TASK TO CARRY OUT:
Find the line that contains "Point out the wet" in the entries below. Restate it and every line after it, word for word, with no pictures.

-------- ITEMS

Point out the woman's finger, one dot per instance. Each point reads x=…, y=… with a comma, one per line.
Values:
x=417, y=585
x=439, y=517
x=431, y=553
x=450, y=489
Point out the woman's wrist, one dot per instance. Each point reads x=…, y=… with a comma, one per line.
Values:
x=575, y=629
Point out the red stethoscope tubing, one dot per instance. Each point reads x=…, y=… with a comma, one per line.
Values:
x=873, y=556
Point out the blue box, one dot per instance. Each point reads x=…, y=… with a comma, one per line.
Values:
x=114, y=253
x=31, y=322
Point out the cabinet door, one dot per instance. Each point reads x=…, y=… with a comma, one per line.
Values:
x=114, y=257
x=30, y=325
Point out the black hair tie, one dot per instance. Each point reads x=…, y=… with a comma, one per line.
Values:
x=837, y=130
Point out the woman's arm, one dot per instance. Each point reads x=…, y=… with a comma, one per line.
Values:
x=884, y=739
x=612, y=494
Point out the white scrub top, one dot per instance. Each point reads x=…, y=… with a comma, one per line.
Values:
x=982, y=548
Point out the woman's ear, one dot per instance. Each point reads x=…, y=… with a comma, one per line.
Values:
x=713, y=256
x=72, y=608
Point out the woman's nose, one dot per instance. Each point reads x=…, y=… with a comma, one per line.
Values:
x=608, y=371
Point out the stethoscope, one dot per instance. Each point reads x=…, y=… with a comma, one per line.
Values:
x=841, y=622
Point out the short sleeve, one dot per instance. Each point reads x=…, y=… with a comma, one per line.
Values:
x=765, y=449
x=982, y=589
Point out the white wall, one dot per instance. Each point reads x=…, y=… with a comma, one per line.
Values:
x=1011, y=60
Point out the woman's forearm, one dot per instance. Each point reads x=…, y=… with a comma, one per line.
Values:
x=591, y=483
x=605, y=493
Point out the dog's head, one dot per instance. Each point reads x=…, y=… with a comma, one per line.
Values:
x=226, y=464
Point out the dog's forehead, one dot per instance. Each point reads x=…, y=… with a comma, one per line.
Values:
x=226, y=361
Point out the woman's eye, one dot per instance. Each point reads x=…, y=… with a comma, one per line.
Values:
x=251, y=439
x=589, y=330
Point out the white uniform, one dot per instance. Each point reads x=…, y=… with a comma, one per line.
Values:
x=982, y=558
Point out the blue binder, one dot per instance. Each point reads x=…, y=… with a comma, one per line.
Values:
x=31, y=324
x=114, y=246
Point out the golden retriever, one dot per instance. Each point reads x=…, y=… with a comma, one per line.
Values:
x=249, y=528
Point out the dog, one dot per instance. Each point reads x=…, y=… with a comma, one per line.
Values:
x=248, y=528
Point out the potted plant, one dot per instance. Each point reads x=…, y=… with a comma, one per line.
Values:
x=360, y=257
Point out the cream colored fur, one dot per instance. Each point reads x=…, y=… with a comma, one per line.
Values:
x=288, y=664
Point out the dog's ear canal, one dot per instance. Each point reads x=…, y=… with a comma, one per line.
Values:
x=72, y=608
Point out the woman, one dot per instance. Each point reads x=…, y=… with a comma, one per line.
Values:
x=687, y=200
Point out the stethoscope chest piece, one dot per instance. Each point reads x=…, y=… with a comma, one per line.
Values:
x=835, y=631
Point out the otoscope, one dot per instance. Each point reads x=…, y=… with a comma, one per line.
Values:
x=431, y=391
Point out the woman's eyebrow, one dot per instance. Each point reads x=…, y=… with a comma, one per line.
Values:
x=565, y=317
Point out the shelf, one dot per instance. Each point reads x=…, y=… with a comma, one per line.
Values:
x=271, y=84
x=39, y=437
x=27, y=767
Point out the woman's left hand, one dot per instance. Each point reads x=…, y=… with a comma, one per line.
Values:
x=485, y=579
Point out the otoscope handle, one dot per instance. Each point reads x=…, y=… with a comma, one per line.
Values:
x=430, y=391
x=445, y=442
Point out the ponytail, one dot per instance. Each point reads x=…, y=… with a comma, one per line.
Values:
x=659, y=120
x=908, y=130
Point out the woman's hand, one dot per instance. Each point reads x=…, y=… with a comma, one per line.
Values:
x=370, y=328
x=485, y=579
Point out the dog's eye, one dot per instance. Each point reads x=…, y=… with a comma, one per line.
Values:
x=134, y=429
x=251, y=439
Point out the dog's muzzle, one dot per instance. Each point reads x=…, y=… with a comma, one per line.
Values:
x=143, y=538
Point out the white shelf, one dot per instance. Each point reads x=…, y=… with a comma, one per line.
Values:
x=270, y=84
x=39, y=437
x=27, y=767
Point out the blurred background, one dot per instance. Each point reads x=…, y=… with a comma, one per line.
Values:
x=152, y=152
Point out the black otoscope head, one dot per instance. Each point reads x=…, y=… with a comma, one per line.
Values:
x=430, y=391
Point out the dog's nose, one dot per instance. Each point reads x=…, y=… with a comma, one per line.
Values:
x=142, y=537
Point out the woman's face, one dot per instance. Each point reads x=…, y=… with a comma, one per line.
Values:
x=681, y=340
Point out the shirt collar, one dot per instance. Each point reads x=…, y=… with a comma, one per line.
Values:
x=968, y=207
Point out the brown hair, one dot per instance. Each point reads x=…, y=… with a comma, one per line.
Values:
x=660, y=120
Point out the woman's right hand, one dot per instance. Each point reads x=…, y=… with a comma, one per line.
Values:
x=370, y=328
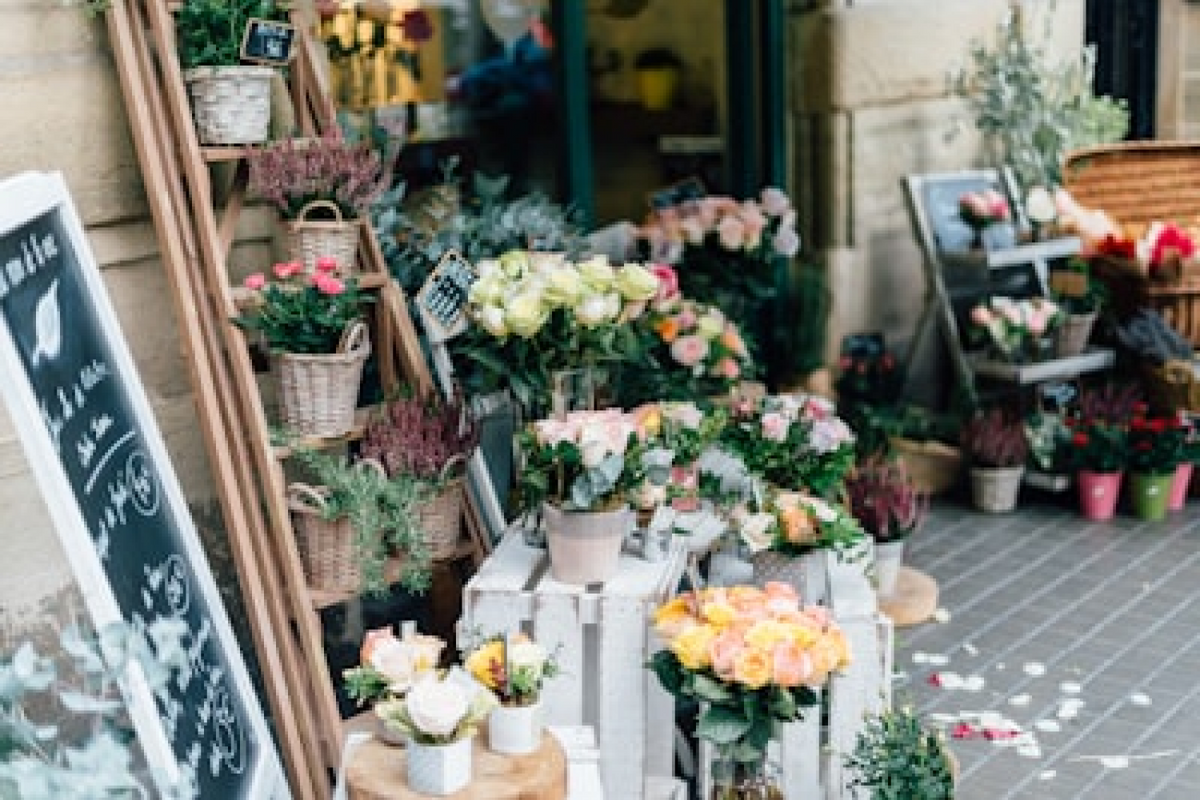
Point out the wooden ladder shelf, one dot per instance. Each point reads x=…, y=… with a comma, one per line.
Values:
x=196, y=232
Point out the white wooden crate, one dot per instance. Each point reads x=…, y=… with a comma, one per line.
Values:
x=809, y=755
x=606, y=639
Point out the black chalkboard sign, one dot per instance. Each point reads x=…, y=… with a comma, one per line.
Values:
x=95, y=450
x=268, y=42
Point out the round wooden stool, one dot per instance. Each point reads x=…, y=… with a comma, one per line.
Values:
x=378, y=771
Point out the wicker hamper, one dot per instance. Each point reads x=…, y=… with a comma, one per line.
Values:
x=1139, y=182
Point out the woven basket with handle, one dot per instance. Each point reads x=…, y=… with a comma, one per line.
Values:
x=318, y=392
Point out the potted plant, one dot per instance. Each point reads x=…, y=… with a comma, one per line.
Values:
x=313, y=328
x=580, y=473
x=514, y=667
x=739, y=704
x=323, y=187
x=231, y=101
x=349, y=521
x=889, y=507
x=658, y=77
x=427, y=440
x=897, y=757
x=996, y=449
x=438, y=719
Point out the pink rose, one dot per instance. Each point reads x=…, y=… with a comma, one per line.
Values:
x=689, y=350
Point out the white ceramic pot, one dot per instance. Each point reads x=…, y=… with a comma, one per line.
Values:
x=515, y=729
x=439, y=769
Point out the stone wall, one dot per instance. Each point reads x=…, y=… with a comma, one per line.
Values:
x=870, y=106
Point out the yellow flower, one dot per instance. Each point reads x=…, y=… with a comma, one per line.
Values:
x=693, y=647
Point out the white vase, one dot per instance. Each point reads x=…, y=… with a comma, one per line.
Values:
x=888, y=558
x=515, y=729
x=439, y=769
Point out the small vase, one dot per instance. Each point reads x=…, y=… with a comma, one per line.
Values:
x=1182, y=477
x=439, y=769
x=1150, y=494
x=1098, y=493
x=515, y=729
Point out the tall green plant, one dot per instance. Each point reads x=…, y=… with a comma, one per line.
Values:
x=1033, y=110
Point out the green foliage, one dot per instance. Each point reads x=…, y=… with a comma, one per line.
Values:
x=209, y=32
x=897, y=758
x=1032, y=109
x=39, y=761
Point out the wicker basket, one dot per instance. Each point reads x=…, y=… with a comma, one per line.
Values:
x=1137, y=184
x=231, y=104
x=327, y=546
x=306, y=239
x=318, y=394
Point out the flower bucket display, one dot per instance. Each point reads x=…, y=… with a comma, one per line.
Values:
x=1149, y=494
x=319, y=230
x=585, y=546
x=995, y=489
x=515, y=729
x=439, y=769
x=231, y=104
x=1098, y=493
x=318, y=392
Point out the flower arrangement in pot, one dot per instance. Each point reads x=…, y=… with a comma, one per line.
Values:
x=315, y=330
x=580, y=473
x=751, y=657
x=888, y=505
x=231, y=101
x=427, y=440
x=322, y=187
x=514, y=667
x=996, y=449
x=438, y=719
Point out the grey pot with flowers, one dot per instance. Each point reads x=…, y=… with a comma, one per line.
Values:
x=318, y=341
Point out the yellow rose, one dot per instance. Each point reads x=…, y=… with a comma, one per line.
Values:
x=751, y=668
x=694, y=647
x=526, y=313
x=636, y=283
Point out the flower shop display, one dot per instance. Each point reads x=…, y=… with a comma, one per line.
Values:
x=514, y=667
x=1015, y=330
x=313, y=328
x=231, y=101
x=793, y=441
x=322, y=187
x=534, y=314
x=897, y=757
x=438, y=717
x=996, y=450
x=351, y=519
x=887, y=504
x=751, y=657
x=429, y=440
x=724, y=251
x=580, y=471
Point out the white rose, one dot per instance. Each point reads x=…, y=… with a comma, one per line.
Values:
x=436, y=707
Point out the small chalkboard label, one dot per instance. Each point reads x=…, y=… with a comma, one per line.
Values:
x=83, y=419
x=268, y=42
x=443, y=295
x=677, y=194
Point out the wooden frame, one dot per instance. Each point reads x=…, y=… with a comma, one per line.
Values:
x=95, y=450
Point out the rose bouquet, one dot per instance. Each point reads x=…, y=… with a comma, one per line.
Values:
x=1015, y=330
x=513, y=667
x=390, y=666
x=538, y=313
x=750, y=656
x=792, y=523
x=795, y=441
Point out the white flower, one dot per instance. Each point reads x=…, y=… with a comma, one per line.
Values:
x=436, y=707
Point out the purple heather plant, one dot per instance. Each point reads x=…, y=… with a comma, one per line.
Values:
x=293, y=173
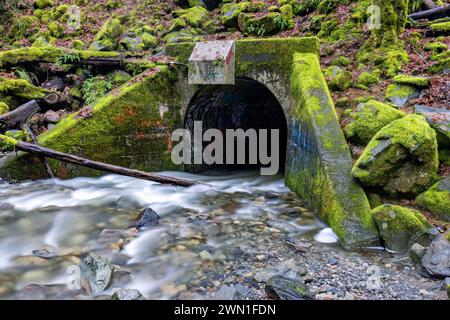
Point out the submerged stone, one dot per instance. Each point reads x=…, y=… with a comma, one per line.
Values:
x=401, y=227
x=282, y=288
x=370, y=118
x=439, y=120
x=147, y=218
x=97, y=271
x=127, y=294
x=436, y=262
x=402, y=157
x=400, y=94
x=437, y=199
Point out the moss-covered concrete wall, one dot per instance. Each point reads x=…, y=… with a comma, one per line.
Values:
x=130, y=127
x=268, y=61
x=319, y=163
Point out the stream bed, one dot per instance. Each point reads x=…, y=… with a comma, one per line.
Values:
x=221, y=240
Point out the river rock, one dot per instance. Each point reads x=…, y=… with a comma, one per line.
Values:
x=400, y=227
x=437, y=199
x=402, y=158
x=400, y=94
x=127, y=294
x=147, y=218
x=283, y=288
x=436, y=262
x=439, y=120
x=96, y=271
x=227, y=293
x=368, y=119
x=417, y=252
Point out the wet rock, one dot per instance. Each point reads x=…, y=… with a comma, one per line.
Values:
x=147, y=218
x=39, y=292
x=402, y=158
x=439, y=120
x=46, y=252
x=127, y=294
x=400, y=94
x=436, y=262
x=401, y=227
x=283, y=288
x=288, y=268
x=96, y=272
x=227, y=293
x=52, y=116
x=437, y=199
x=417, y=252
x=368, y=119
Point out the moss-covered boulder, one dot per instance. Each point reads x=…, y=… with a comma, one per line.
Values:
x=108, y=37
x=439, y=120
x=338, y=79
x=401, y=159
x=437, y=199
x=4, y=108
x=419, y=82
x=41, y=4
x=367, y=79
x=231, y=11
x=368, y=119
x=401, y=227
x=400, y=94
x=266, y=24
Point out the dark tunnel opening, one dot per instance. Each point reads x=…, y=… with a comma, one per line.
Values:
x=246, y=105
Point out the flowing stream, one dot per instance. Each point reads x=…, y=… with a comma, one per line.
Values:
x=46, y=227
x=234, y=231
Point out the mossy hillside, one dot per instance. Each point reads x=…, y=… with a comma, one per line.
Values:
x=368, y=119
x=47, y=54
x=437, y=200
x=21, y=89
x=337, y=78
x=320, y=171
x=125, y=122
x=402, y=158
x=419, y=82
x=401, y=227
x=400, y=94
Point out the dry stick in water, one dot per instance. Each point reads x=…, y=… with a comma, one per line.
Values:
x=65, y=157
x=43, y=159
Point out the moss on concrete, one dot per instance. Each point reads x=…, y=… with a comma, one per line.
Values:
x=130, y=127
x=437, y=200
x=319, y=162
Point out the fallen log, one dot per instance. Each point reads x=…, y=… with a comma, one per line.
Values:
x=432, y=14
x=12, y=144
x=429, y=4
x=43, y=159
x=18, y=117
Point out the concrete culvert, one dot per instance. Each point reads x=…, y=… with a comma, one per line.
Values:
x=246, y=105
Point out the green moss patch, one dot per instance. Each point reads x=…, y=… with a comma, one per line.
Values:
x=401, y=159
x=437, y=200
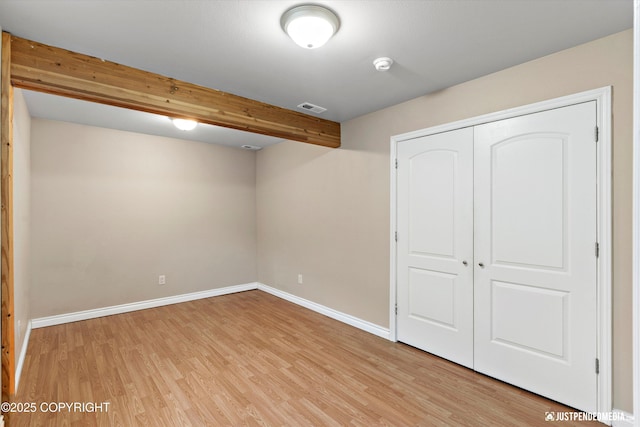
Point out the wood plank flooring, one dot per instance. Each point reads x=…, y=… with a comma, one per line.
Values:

----------------

PROBLEM SOLUTION:
Point out the wet rock, one dot per instance. Each point reads x=…, y=… with a comma, one per line.
Values:
x=147, y=218
x=39, y=292
x=402, y=158
x=439, y=120
x=46, y=252
x=127, y=294
x=400, y=94
x=436, y=262
x=401, y=227
x=283, y=288
x=288, y=268
x=96, y=272
x=227, y=293
x=52, y=116
x=437, y=199
x=417, y=252
x=368, y=119
Point out the moss-covered boulder, one dot per instance. Each point reads x=…, y=… with a comma, one per line.
Values:
x=108, y=37
x=439, y=120
x=338, y=79
x=401, y=159
x=437, y=199
x=4, y=108
x=419, y=82
x=41, y=4
x=367, y=79
x=231, y=11
x=368, y=119
x=401, y=227
x=400, y=94
x=266, y=24
Point out the dark tunnel opening, one dot per instance. Each point reads x=…, y=… with a comma, one per line.
Values:
x=246, y=105
Point out the flowing stream, one dot per instance. Each point reads x=…, y=… with a comma, one per line.
Values:
x=46, y=227
x=234, y=231
Point out the mossy hillside, one dot per instance. Each point reads x=…, y=… with a comma, one per line.
Values:
x=368, y=119
x=47, y=54
x=437, y=200
x=21, y=89
x=337, y=78
x=320, y=171
x=125, y=122
x=402, y=158
x=419, y=82
x=401, y=227
x=400, y=94
Point out the dry stick in water, one dot per instance. Each point reads x=…, y=… with a comma, one per line.
Values:
x=65, y=157
x=43, y=159
Point out the moss on concrete, one dot per instance. Each point reads x=…, y=… with a comma, one per line.
Values:
x=130, y=127
x=437, y=200
x=319, y=162
Point out the fallen log, one dot per instance. Each point reads x=…, y=… with a comma, one per line.
Values:
x=432, y=14
x=12, y=144
x=429, y=4
x=43, y=159
x=18, y=117
Point out the concrete culvert, one dot per instance. Each point reads x=…, y=… with a comma, one per line.
Values:
x=246, y=105
Point out the green moss patch, one dot per instance. Each point reads x=…, y=… with a comma, one per line.
Values:
x=401, y=159
x=437, y=200
Point out the wood plank flooring, one dot per instance. Each point reads x=…, y=… with a comma, one per line.
Values:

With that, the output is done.